Exercise details
Search the data for "TARGET". Each line containing it is to be copied.

(Beginning of Exercise data)

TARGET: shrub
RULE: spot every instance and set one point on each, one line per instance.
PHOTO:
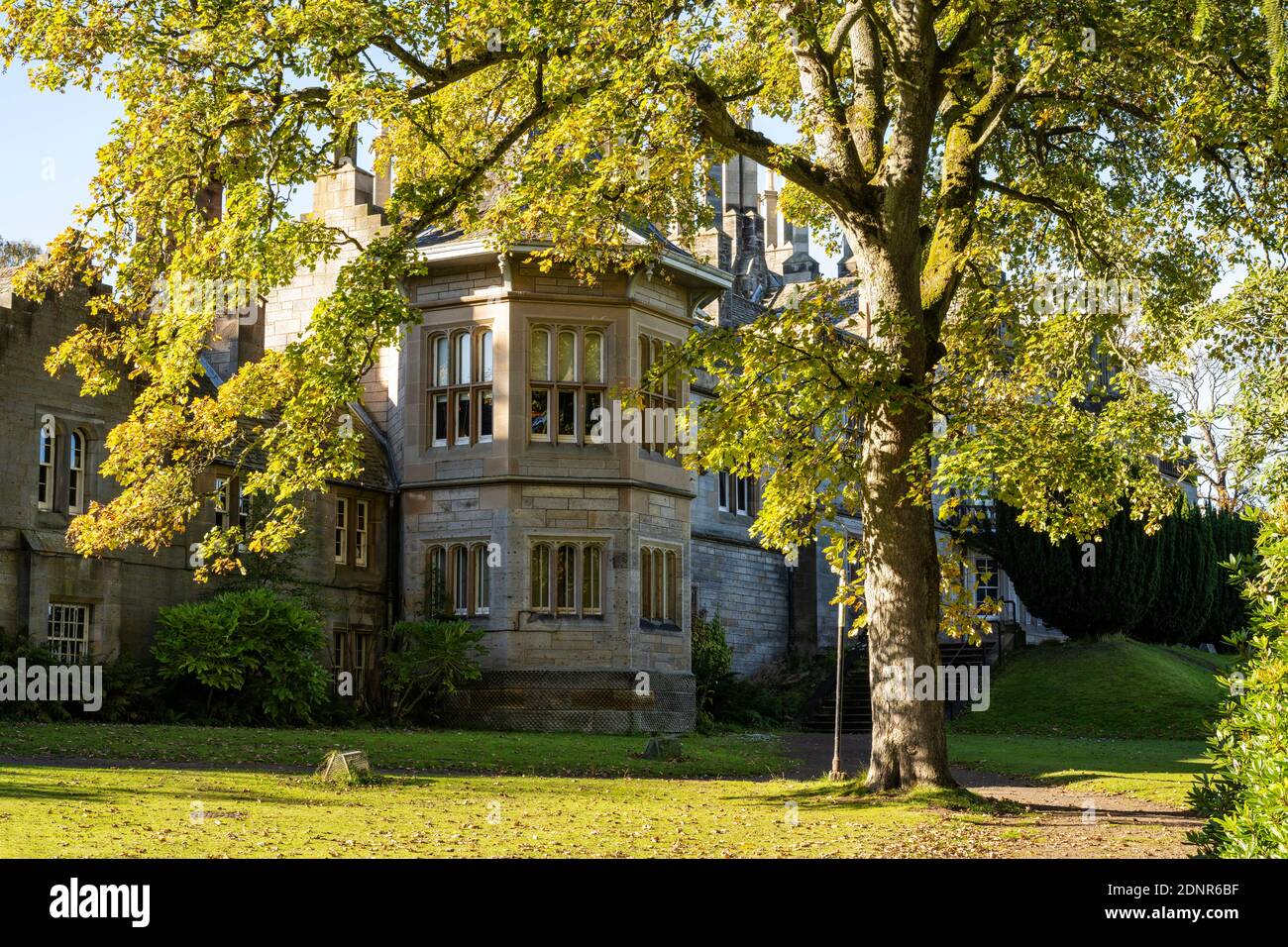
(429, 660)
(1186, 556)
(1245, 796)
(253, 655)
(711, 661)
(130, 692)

(End of Exercise data)
(Beginning of Exercise data)

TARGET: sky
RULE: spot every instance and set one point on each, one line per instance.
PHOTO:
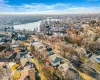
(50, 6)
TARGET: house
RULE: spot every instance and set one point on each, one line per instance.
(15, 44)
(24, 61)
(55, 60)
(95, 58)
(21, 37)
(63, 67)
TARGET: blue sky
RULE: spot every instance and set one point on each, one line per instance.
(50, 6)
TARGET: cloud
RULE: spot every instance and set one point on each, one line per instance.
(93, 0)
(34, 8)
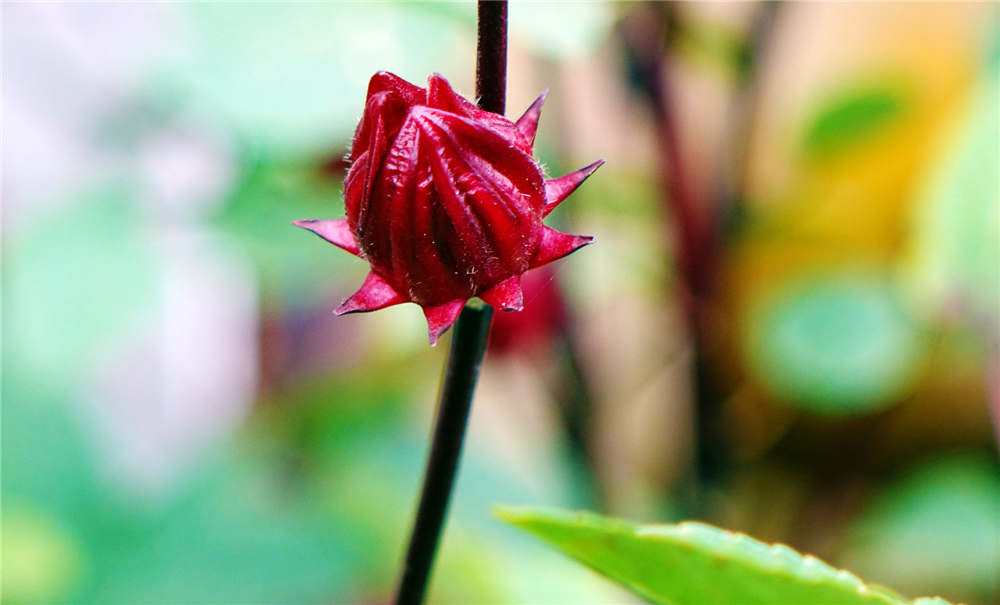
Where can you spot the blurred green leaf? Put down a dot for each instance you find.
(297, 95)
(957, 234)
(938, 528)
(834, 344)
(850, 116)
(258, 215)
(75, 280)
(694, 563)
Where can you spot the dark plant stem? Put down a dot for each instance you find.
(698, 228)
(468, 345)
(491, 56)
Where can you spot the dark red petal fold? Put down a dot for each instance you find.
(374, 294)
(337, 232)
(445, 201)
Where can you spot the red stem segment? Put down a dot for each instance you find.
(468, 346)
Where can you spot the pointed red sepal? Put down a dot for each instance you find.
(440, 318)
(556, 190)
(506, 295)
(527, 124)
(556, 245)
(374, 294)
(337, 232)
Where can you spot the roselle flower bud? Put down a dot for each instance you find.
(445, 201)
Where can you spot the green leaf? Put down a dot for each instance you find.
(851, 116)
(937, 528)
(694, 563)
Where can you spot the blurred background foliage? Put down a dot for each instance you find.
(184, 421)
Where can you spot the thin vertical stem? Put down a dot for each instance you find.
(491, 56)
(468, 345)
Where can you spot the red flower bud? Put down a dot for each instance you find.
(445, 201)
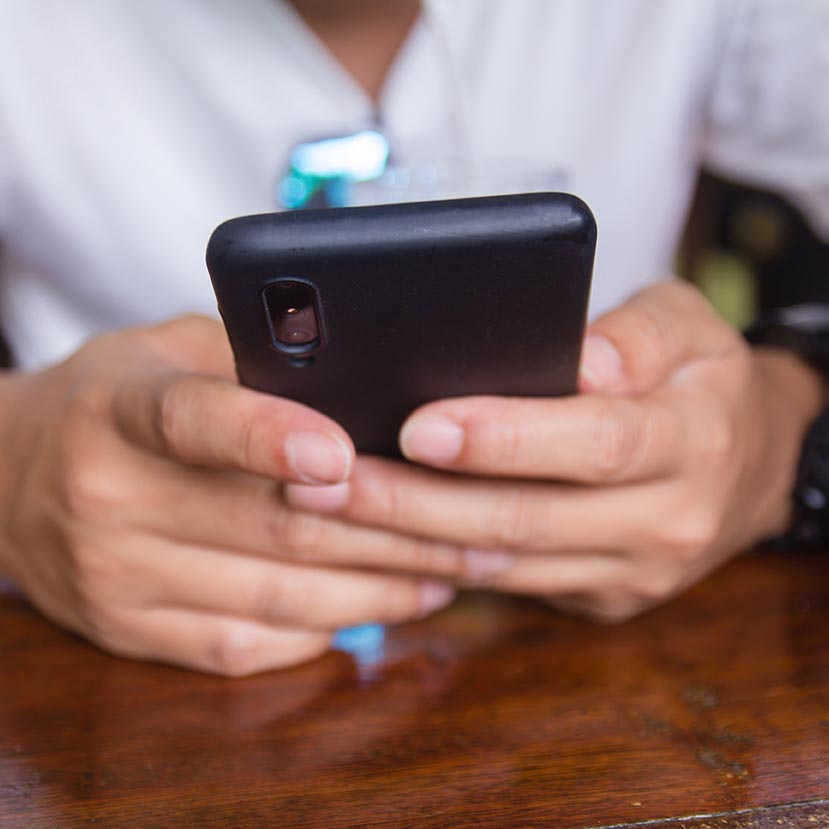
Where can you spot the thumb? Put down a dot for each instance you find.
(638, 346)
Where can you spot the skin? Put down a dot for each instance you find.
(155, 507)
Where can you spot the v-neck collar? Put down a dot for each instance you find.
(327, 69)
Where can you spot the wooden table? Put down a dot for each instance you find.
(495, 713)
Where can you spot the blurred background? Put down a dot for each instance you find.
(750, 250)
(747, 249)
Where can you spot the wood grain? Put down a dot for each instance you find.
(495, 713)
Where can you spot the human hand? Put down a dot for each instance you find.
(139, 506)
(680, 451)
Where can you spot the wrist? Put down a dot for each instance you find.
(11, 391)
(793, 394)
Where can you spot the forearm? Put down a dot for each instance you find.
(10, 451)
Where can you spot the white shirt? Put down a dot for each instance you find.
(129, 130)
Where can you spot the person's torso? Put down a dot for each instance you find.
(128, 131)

(End of Exercise data)
(Beginning of Exercise data)

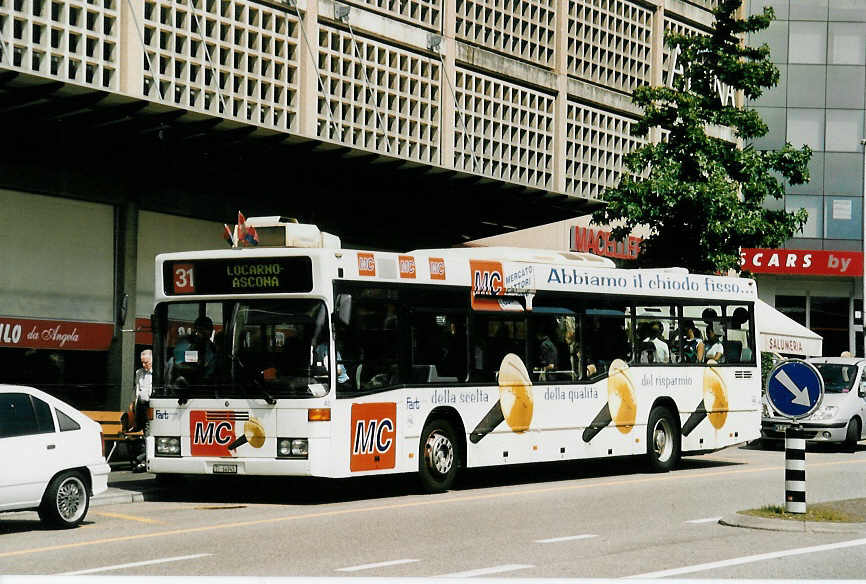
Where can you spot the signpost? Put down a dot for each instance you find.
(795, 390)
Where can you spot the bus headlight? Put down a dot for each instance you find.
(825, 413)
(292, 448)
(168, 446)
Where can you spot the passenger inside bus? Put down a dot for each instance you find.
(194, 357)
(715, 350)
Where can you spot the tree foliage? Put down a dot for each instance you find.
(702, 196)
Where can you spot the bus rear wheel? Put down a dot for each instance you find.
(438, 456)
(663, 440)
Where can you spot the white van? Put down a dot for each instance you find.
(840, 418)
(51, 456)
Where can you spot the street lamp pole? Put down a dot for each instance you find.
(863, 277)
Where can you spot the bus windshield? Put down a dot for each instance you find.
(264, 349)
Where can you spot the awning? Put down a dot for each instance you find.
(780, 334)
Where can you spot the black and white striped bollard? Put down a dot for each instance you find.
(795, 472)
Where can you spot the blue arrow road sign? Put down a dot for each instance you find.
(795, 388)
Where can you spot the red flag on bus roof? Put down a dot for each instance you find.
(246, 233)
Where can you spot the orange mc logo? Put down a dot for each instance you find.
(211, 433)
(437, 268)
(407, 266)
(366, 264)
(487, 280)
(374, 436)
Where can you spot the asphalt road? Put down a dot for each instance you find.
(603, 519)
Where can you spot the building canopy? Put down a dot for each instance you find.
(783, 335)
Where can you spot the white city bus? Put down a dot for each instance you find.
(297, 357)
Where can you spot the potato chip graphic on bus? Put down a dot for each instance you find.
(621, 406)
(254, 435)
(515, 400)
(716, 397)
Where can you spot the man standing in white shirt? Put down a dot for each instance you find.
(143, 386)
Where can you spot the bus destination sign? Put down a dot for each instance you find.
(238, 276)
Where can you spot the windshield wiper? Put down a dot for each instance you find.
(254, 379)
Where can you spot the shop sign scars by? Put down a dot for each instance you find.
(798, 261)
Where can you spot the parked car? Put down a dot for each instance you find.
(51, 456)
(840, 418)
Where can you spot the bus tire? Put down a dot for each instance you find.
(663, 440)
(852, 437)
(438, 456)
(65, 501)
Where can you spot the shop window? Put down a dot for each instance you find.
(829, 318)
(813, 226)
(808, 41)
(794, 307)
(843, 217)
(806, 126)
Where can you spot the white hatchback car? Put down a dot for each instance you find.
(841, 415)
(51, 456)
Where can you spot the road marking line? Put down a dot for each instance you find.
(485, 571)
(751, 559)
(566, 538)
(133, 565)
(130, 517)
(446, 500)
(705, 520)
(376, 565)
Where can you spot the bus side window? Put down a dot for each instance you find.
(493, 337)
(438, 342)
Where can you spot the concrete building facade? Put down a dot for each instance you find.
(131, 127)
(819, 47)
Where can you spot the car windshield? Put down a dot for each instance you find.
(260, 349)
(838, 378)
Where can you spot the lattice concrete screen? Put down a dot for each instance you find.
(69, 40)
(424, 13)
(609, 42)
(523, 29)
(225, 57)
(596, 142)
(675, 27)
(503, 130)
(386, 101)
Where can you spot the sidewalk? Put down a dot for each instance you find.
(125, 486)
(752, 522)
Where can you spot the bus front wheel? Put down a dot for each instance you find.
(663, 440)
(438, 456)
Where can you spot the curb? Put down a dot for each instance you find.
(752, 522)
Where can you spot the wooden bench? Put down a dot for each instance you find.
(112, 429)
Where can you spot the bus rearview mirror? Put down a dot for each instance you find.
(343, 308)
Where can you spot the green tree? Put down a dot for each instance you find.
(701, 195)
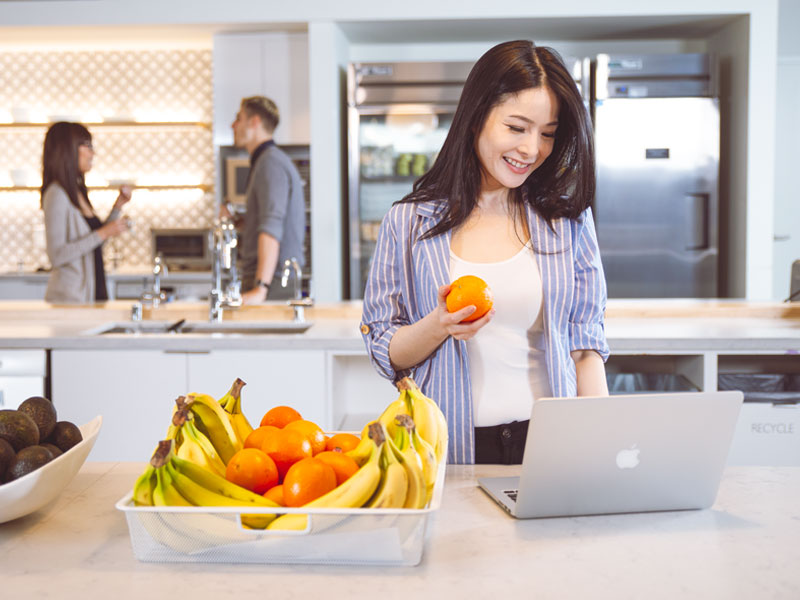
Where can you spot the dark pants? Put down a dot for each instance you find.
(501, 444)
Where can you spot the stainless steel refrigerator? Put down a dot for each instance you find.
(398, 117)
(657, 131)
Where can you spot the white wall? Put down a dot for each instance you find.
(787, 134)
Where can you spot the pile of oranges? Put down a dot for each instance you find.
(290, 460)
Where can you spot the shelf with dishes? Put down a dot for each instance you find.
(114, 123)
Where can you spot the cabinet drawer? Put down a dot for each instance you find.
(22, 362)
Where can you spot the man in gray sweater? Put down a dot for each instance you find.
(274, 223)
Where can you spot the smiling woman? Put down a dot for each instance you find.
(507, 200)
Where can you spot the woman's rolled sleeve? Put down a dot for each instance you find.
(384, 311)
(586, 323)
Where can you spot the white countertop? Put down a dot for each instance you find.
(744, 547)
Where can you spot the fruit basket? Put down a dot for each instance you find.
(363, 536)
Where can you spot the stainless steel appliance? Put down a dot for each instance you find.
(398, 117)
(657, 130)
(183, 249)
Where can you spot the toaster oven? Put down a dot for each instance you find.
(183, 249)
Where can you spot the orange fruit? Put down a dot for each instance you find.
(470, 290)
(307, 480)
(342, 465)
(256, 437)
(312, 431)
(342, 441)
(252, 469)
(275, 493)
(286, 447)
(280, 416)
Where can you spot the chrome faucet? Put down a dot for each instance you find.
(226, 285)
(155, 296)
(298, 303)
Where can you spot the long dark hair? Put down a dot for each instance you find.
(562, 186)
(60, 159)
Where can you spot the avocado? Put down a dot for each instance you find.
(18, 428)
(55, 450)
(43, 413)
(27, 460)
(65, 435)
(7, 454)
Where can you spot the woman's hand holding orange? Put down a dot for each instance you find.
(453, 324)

(End of Exercise data)

Answer
TARGET: shrub
TARGET: sky
TARGET: house
TARGET: blue sky
TARGET: cloud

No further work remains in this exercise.